Rewrite the lines from the one containing "Annotation task — tag the diamond" through the one containing "[(690, 416)]", inclusive, replacing "diamond logo" with "diamond emblem" and leaving everything else unchanged.
>> Start Supplied material
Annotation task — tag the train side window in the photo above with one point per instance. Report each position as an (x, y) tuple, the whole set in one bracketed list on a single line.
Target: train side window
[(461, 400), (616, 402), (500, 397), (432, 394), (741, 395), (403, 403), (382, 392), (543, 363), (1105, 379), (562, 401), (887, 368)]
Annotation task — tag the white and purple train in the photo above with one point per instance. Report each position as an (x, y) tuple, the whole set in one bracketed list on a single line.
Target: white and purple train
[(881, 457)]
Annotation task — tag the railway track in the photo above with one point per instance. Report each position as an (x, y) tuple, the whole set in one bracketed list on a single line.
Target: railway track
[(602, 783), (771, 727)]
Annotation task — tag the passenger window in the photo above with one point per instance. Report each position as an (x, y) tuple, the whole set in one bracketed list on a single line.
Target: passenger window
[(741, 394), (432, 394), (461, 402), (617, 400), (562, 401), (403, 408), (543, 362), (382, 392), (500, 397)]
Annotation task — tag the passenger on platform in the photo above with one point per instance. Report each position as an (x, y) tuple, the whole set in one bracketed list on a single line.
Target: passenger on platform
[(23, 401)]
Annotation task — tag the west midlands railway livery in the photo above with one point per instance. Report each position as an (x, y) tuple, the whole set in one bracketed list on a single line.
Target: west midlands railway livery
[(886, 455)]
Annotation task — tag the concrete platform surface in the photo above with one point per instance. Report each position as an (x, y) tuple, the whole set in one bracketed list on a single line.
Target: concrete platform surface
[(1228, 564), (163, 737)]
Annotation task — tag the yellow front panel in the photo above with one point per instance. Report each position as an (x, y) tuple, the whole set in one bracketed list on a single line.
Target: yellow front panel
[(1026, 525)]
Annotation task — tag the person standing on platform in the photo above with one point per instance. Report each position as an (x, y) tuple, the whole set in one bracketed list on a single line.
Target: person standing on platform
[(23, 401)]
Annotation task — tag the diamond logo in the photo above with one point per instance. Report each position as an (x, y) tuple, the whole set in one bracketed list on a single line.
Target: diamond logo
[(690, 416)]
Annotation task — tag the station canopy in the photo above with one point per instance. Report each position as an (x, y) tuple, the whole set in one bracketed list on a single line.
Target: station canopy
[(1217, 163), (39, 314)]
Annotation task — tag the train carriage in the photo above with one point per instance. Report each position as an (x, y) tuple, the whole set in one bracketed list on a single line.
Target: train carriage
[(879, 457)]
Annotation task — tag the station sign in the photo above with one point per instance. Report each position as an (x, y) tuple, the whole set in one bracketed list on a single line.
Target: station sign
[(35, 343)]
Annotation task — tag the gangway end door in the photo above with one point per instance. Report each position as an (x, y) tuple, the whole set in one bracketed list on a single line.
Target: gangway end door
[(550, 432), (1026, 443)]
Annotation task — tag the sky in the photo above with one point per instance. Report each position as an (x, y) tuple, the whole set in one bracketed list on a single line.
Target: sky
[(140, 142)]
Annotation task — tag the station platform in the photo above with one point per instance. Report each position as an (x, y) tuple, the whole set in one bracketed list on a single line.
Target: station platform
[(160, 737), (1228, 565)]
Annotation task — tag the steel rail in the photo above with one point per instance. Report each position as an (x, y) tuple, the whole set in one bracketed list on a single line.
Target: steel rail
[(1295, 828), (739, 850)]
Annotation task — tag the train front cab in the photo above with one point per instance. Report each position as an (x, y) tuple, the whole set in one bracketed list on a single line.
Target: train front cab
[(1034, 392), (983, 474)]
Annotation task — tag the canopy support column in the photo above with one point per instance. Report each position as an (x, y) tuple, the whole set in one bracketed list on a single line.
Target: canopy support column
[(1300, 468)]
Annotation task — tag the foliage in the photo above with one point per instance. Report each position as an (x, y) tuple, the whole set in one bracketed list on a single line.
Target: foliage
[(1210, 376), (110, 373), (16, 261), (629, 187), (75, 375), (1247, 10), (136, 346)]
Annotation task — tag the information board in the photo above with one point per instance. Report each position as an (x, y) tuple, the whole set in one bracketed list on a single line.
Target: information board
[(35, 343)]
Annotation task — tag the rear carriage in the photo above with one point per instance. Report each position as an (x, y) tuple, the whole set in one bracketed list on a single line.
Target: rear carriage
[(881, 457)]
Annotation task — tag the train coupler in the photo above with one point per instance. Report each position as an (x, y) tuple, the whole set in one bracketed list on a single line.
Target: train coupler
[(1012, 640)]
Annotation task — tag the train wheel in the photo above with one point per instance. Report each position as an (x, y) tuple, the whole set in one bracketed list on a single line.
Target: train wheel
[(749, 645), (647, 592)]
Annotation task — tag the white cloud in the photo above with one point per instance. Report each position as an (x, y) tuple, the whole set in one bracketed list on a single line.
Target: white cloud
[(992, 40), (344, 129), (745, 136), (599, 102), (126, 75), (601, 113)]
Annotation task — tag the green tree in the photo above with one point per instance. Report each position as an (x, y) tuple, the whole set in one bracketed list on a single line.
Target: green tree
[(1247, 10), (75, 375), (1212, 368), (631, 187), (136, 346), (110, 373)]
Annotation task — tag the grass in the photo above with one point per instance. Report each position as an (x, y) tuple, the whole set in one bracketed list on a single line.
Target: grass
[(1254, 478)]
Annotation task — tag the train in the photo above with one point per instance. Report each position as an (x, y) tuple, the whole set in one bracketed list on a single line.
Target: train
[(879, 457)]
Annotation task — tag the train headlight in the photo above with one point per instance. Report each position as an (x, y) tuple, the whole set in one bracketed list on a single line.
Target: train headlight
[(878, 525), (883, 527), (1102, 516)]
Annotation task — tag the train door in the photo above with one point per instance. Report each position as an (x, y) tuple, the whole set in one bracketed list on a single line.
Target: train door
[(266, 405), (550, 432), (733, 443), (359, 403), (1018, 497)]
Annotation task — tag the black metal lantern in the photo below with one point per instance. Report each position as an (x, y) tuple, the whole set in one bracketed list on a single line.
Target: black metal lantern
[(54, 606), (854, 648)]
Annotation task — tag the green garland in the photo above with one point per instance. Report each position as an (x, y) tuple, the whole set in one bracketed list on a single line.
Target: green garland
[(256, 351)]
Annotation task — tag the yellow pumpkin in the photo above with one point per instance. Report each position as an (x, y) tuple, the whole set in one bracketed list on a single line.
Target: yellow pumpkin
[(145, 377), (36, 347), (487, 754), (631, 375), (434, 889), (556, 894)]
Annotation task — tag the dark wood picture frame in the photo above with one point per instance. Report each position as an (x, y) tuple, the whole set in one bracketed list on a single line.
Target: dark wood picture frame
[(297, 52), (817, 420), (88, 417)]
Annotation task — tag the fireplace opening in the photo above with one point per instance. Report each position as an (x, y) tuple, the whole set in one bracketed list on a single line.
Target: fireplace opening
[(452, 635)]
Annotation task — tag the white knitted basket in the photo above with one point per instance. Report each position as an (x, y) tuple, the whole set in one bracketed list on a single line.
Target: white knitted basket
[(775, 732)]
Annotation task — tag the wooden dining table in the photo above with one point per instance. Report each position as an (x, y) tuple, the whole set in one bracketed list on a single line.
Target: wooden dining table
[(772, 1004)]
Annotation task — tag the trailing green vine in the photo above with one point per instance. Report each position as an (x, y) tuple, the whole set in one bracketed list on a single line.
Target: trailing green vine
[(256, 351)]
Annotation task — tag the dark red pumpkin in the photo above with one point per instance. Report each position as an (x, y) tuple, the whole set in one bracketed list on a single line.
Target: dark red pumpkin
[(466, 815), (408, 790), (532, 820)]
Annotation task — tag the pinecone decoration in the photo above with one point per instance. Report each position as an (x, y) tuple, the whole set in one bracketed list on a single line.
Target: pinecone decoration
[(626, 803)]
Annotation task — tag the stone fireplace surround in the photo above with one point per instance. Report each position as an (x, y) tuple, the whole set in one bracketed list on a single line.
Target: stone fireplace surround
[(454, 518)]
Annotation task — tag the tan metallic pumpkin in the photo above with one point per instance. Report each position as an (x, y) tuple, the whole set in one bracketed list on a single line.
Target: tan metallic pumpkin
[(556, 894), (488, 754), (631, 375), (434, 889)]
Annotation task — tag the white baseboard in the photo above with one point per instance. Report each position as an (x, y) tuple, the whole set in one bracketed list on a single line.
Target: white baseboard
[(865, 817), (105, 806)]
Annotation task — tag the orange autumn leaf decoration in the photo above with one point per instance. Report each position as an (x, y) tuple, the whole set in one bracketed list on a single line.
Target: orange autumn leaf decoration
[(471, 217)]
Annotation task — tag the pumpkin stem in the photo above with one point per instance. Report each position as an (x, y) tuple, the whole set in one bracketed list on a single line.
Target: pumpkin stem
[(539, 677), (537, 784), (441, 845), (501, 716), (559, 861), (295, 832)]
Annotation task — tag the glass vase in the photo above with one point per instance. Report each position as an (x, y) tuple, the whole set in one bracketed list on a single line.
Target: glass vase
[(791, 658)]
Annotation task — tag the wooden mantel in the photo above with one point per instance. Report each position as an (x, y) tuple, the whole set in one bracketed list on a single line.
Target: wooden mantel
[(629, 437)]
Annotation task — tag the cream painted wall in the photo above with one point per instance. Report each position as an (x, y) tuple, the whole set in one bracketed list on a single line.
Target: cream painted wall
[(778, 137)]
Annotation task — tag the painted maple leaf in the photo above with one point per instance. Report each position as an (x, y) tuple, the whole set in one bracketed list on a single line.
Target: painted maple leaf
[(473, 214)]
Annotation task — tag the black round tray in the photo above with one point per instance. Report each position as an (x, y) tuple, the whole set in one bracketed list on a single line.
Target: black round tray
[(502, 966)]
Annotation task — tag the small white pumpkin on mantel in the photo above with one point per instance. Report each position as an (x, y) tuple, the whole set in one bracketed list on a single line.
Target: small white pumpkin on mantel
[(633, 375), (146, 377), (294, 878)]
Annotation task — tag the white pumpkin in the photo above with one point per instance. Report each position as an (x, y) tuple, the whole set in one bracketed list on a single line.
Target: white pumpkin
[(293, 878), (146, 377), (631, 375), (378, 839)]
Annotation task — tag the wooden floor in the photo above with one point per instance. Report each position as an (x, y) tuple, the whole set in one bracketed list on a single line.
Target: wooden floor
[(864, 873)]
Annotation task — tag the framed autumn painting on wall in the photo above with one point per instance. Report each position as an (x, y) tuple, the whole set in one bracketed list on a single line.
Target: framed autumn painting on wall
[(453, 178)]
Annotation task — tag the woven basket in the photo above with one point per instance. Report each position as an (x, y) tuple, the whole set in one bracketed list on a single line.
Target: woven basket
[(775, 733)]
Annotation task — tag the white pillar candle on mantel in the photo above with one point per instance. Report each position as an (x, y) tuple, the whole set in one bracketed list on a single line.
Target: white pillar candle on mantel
>> End Supplied material
Result of the exercise:
Annotation task — tag the diamond emblem in the photo above with one point per instance. Report each position as an (x, y) tuple, the whole set in one bracketed list on a single line.
Target: diamond emblem
[(690, 416)]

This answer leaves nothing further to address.